Passage shown:

__________

Accountability is the biggest reason the Trybal team is successful.
How did we create and sustain our organizational culture of accountability?
1. Strong, simple to understand values
If you visit our about page, you’ll see we have 6 values we have made a part of our DNA. More importantly, you’ll see we have defined behaviors that demonstrate each value. The behaviors are extremely important in ensuring we all understand the expectations, and we know what it looks like tangibly. In our case, company and team values are the same; that may not be the case for your team if you feel the company values are too broad. Use them as a starting point and outline behaviors the team agrees should be the foundation for success.
2. Commitment to clear, concise & kind communication
I’d be lying if I said we didn’t have a big advantage on this one, given what we do! We constantly lean on our communication tool, Crucial Conversations, to help us have high stakes conversations effectively. This step means:
- Clear expectations and deadlines
- High level transparency from leadership down
- Having crucial conversations in a timely manner
- Resetting expectations should something change, ASAP (deadline, workload commitment, etc.)
- Holding team members to their word, kindly (no blame game here!)
- Asking the cost of additional requests/workload
- Pointing out when an action or communication is inconsistent with our values (again, kindly)
- Encourage others to provide feedback
- Provide feedback through inquiry (don’t make assumptions, seek facts)
- Expressing gratitude regularly, especially when someone cares enough to have the tough conversation
- Providing potential solutions, or a willingness to help, when pointing out problems
- Abiding by the Crucial Conversations model
3. Responsibilities, not defined roles or titles
This one is an important piece of the puzzle, but can’t be taken out of this context. Everyone is given responsibilities, a part of the project that their name goes on and they must see to completion. These are not defined roles, which means should something happen for an reason, the excuse “It’s not my job” has no meaning. That does not mean we ignore skill level, experience etc., it just means we aren’t locking someone to tasks by title. Additionally, the entire team is responsible for picking up any slack left by another team member.

__________

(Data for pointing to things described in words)
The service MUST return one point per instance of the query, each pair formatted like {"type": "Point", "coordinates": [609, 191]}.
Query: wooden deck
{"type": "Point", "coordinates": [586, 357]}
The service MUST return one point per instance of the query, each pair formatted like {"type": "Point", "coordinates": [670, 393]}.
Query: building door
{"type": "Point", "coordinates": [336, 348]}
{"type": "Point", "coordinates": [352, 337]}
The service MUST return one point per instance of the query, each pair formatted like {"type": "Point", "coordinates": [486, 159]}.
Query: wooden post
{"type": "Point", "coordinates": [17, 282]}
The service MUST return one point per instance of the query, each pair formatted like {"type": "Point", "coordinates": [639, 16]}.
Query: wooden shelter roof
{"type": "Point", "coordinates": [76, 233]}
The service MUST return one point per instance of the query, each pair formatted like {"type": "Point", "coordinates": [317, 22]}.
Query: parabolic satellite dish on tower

__________

Work request 1: In the passage on team accountability, how many values does the team say it has made part of its DNA?
Work request 2: Continue the passage on team accountability from the point where it stops.
You won't need the data for any of this.

Written answer 1: Six values.

Written answer 2:
4. Align people based on their strengths
This stems directly from #3; if we have responsibilities or niches, rather than defined roles, it’s a lot easier to have people doing what they’re great at most of the time. Chances are, if someone is working in their sweet spot, they’ll actually want to get the work done and show the team just how awesome they are at what they do. It feels good to them, and it makes the team look good. This also encourages people to collaborate, which oddly enough tends to be lacking on teams. It also encourages diversity of talent; instead of making people fit into a predefined mold, you build the team based on the strengths of the awesome people you have.
We based our values on the book, The Four Agreements. Pick up a copy today!
The Four Agreements: A Practical Guide to Personal Freedom (A Toltec Wisdom Book)
The intricacies of accountability.
The list I have provided here is very high-level. Consider this the framework to the puzzle of how to create team cultures of accountability. We also make sure when we hire, we are selecting people who are performing in their current or previous roles, and identify with/align to our values!
I should also leave you with this disclaimer:
The best teams put in the work to be the best.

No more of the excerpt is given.